東京操体フォーラム 実行委員ブログ

 操体のプロ、東京操体フォーラム実行委員によるリレーブログ

イスタンブールにて

スペインマドリッドでのセミナーを終え、バルセロナ観光をした後、トルコのイスタンブールに入った。ここでは2日ほどゆっくりとした休日を過ごす予定だ。慣れないヨーロッパの空気でやや疲れてしまった東洋人の皮膚にトルコの風はなんとも心地よい。空港から車で乗り付けたのは、キュベレーホテルという街中のかわいらしいホテルだ。

調度品といい、天井いっぱいにぶら下がっているランプといいオーナーの趣味が見事に表現された素敵なホテルである。

データ部分

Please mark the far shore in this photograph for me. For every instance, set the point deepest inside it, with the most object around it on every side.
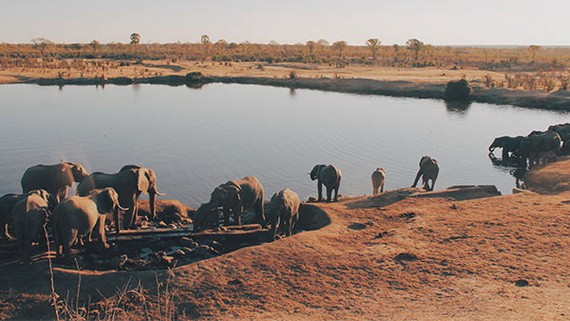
(367, 80)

練習問題 1
本文抜粋で、空港から車で乗り付けたホテルの名前は何か。
練習問題 2
本文抜粋のうち、「スペインマドリッドでのセミナ」から始まり「街中のかわいらしいホテルだ。」までの部分を、一字も変えずに書き写すこと。

解答例 1
キュベレーホテル

解答例 2
スペインマドリッドでのセミナーを終え、バルセロナ観光をした後、トルコのイスタンブールに入った。ここでは2日ほどゆっくりとした休日を過ごす予定だ。慣れないヨーロッパの空気でやや疲れてしまった東洋人の皮膚にトルコの風はなんとも心地よい。空港から車で乗り付けたのは、キュベレーホテルという街中のかわいらしいホテルだ。